Given text:
# # # # # # #

I lost count, but I think I have now applied about 12 coats of polyurethane. Nearly 1/2 gallon. After about 7 coats, the endgrain finally stopped soaking it in. So at that point, I basically had a 3/32" thick "plastic" top, as hard as a butcher block. Which is exactly what I wanted.










I tried to put the poly on as thick as possible, sanding down all the high spots between coats. After the 7 coats, I realized it wasn't as flat as I'd like, as I was sanding through the poly in some spots, but not in others. So I took my scraper, and scraped off all the excess poly. The endgrain is so hard that the scraper wouldn't cut into it. So now I had fully filled and sealed endgrain, with no poly on top. Then added another heavy coat of poly. At that point I stated wet sanding (using mineral spirits as the lubricant) with a wood block and 240 grit wet or dry paper. Got it smooth as glass, then another coat, and wet sand again. Still sanding through the poly in spots, though. But since I'm happy with the flatness, I thinned the poly down, and applied a really thin coat. Waited 2 hours, and added another.

Went out last night and used the ROS and 220 grit, and took off all the shiny spots, then rubbed with steel wool. And saw that I've still sanded through the finish in spots. I could wax it and leave it, as no one would really notice, but instead, I added another coat of poly.

But before the poly, I loaded it back on the CNC, and re-routed the plate opening for the last time. It wasn't quite deep enough, so I went down to nearly 1/2". Then I put an 1/8" bit in, and routed pockets for the heads of the leveling screws, and a starter hole. I'll drill a small block on the drill press to help me finish drilling the holes perpendicular to the table. Then I'll tap them and use 1/4-20 stainless button head socket screws to level the plate. The plate will be 1/2" phenolic, with a slight rabbitt around the edge. I'm going to make 4 plates, 2 for the 690 base and 2 for the 7518. 1 each with a 1" hole and 1 each with a 2-1/2" hole.










Here's a close up of the Bubinga edge. You can see a small patch that I used to fill in the gaps when laying down the blocks.










I was going to get some stainless angle to mount the table to the saw, but I came up with an easier solution. I measured the 1/8" plate that was already mounted to the saw, and used the CNC to make a cleat to screw the table to. It's 1" baltic birch plywood, notched around the 3 large bolts that hold the plate to the table. I'll also use the stock Delta angle for the front and back.










So, after I spend half the day in the yard, here's the plan. Sand the last coat of poly. If I sand through again, I'll thin the poly and wipe on two more very thin coats tomorrow, and steel wool to finish. I need to pick up some wax at HD today.

# # # # # # #

Dataset entries:
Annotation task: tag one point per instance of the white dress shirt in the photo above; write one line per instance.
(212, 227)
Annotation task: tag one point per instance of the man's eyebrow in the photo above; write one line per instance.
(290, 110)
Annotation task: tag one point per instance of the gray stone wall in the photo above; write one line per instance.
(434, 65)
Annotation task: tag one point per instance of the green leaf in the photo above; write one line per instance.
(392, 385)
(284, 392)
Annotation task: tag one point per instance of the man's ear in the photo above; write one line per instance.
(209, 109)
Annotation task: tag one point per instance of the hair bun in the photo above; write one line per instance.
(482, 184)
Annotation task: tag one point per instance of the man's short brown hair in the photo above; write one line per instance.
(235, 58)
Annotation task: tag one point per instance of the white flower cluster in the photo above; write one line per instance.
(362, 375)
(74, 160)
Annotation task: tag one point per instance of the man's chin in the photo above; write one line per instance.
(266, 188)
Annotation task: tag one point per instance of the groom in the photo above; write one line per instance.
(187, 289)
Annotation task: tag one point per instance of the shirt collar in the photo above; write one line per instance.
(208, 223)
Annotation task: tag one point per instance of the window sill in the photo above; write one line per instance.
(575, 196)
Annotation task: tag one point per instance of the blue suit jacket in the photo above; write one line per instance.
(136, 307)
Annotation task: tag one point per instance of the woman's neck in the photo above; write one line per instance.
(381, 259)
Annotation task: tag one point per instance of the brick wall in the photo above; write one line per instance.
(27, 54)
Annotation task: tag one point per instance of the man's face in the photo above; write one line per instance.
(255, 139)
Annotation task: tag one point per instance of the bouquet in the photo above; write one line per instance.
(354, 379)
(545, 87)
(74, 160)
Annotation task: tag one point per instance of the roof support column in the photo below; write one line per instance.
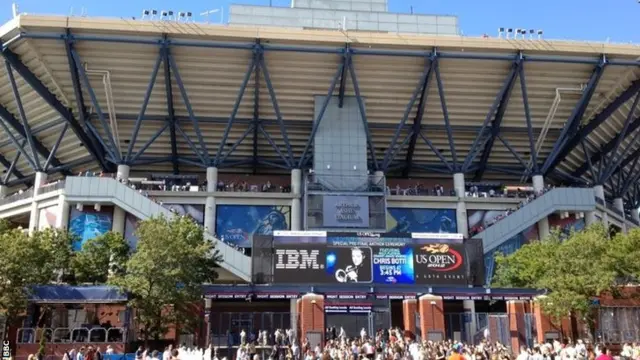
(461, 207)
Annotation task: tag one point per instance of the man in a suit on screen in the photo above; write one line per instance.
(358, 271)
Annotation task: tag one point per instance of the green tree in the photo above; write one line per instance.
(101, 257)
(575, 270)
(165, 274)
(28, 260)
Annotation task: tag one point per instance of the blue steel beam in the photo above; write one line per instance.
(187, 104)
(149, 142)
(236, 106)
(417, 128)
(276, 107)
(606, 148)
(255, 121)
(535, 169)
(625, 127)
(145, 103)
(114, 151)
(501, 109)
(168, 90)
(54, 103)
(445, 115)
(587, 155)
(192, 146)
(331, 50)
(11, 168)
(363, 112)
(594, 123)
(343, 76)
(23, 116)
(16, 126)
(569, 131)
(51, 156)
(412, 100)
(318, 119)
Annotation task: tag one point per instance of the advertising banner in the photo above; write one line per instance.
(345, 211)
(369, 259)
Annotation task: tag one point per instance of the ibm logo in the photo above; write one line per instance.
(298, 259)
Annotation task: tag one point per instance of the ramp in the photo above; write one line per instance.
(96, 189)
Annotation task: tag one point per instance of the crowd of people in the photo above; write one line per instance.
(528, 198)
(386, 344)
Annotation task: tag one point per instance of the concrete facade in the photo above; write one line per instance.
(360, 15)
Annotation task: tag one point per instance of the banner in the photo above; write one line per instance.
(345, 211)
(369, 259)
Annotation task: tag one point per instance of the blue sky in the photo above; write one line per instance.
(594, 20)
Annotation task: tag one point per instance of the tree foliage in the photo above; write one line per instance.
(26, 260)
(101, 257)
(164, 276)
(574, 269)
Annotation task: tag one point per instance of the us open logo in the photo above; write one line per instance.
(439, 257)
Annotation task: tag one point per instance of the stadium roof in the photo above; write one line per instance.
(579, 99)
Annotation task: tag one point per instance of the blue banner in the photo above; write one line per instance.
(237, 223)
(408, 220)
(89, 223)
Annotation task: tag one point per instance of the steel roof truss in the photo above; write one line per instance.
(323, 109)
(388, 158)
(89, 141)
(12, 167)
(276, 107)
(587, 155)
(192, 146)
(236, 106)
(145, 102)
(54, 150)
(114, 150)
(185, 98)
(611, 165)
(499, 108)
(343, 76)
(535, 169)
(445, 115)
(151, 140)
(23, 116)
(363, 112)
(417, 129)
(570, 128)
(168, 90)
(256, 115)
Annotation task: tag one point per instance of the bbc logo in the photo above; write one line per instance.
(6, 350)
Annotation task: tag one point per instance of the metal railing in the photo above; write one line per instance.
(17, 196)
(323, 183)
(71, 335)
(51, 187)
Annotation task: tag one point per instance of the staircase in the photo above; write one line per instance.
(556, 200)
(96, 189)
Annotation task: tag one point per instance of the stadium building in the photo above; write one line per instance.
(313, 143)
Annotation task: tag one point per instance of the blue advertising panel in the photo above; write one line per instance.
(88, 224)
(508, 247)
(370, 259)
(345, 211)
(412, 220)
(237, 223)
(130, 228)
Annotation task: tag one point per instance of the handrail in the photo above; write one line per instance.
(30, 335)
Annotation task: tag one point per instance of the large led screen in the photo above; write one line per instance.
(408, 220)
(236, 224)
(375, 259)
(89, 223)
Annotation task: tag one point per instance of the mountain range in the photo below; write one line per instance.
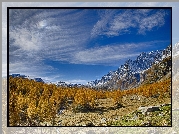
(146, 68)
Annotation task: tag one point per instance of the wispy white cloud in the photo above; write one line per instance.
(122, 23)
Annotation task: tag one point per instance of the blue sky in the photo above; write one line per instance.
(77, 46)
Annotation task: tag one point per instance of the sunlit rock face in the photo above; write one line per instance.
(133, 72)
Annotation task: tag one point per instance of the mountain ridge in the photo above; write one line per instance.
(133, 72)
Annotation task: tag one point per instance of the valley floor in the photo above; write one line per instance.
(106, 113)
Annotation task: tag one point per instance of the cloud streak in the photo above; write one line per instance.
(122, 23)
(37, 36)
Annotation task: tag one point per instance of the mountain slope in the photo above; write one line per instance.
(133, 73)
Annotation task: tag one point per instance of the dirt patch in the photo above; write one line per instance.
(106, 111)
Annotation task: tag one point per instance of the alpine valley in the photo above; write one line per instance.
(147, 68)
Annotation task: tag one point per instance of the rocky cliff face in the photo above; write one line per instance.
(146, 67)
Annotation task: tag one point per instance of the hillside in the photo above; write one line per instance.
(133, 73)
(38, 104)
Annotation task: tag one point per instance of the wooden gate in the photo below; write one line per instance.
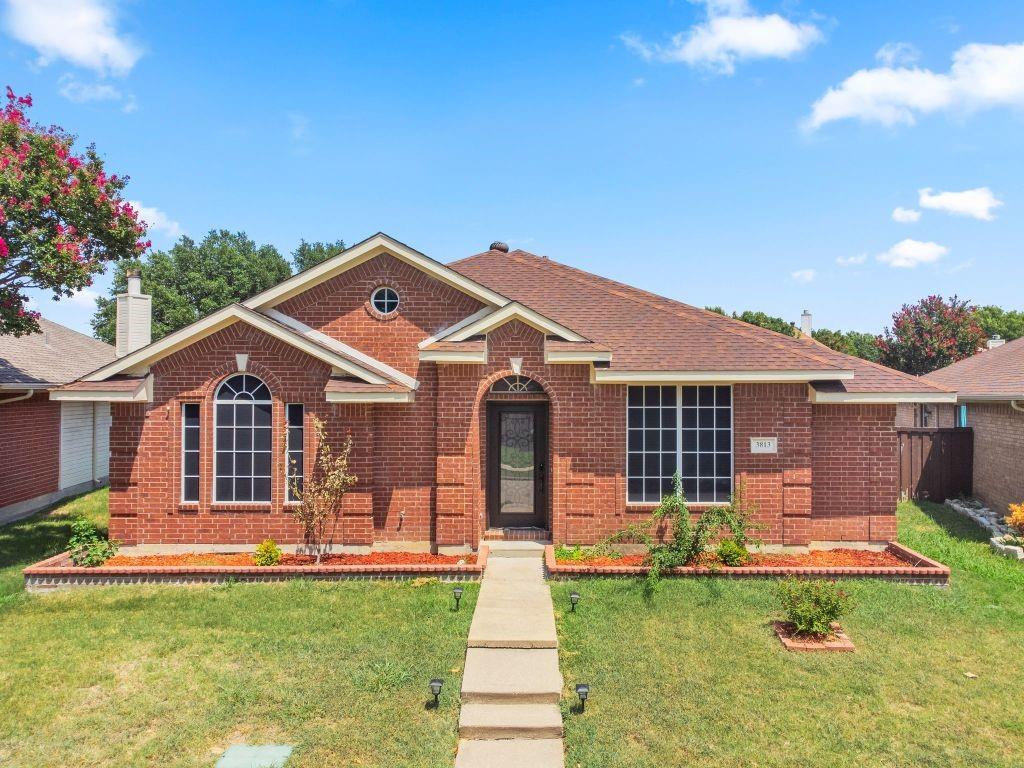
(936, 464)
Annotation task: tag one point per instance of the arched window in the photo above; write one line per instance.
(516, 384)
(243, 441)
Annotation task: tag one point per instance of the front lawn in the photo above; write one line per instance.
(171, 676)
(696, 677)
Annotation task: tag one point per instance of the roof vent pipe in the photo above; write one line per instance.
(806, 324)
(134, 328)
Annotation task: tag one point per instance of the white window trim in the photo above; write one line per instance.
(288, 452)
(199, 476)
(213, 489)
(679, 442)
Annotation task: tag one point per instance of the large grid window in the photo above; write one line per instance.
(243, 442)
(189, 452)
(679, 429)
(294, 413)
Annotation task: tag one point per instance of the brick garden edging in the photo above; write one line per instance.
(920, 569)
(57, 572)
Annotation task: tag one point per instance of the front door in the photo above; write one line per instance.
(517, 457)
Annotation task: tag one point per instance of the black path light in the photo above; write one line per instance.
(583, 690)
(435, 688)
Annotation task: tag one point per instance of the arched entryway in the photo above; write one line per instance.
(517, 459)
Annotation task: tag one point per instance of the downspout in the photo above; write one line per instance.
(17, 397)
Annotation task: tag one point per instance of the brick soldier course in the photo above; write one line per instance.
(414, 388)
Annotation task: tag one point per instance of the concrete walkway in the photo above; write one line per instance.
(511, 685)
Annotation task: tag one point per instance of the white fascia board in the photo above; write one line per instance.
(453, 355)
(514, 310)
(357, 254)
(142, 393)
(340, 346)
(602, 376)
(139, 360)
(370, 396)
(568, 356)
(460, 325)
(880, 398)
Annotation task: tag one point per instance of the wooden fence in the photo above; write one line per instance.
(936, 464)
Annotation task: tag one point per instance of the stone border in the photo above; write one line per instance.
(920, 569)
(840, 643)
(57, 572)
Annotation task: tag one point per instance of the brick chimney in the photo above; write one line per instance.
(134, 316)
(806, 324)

# # # # # # #

Short problem 1:
In the table-finishing post, what was used as the lubricant for wet sanding?
Short problem 2:
Repeat the table-finishing post word for word, starting with "I was going" and going on through "front and back.".
The records have no connection to the table-finishing post.

Full solution 1:
Mineral spirits.

Full solution 2:
I was going to get some stainless angle to mount the table to the saw, but I came up with an easier solution. I measured the 1/8" plate that was already mounted to the saw, and used the CNC to make a cleat to screw the table to. It's 1" baltic birch plywood, notched around the 3 large bolts that hold the plate to the table. I'll also use the stock Delta angle for the front and back.